REQUIRED ACTION –
Please reproduce, exactly and in full, the lines running from the one that contains "Look at the photo above. For each instance of the parked" to the end of the entries.

SOURCE MATERIAL –
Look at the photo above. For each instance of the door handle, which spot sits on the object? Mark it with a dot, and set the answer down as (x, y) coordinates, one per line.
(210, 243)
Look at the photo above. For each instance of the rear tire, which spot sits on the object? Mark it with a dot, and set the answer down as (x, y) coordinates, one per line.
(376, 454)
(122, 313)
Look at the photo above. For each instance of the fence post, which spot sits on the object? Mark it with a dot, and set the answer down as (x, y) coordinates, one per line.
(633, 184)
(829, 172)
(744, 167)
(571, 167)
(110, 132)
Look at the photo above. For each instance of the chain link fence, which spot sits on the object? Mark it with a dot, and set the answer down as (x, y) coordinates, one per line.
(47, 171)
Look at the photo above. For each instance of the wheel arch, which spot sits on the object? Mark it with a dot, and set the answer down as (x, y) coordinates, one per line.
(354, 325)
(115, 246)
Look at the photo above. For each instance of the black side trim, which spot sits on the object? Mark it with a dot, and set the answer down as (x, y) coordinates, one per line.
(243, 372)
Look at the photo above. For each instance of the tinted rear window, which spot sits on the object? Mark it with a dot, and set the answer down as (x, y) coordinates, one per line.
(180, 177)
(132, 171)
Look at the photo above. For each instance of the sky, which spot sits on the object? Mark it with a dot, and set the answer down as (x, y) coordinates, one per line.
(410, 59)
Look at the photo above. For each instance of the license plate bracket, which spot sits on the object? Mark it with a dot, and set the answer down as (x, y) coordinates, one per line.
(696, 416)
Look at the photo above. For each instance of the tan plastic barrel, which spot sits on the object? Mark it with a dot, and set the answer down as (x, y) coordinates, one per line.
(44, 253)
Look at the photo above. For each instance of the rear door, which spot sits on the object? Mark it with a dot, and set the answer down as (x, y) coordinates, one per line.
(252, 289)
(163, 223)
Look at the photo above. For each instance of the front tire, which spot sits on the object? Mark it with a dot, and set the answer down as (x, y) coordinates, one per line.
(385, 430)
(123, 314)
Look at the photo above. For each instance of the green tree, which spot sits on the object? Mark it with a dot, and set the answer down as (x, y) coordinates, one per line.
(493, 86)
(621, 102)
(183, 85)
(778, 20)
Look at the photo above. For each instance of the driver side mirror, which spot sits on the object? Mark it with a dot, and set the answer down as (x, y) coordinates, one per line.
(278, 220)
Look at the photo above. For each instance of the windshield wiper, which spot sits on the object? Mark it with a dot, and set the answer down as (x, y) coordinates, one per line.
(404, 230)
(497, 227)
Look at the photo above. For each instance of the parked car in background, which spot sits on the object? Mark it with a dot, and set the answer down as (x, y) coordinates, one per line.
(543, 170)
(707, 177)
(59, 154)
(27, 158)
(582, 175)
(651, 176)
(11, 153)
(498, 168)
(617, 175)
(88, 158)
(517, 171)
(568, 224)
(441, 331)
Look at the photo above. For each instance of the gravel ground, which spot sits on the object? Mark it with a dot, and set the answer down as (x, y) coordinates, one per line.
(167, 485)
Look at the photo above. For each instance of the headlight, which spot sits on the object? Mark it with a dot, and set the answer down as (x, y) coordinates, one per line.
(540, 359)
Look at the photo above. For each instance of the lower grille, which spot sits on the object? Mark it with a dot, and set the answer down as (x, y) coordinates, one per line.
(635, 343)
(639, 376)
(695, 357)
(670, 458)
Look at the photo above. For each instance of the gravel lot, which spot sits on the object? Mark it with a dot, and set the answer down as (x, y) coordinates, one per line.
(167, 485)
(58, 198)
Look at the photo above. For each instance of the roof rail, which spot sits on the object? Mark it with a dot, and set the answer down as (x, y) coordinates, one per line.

ANSWER TO THIS PROBLEM –
Look at the photo above. For each instance of the parked car in background, which spot sits on the object? Mark it with a dot, and set the answer down as (x, y) coordinates, one per line.
(543, 170)
(707, 177)
(59, 154)
(27, 158)
(582, 175)
(651, 176)
(11, 153)
(498, 168)
(617, 175)
(88, 158)
(517, 171)
(568, 224)
(441, 331)
Look at the photo above. For each instance of the gravel ground, which spot sits on the object? Mark it with a dot, and set the answer down as (x, y) coordinates, one per line.
(167, 485)
Look at the photo above. For each instance of the headlight, which spot sits on the object? Mark it with a dot, and set the answer down as (x, y) coordinates, one per line.
(540, 359)
Look at the photo above. For each instance of the lower grille, which spot sits on the object? Mark it with a dot, and set the answer down as (x, y) coordinates, one per line.
(635, 343)
(639, 376)
(695, 357)
(670, 458)
Look at the photo above. For each instance of the gravel lot, which spot sits on the object? Mark it with a dot, and set the answer down as (x, y) coordinates, one per line.
(167, 485)
(58, 198)
Look at the photo above. For each instance of the roof rail, which spot sits on the object? Mark it with a dot, and set the answer down as (x, y) coordinates, one per line.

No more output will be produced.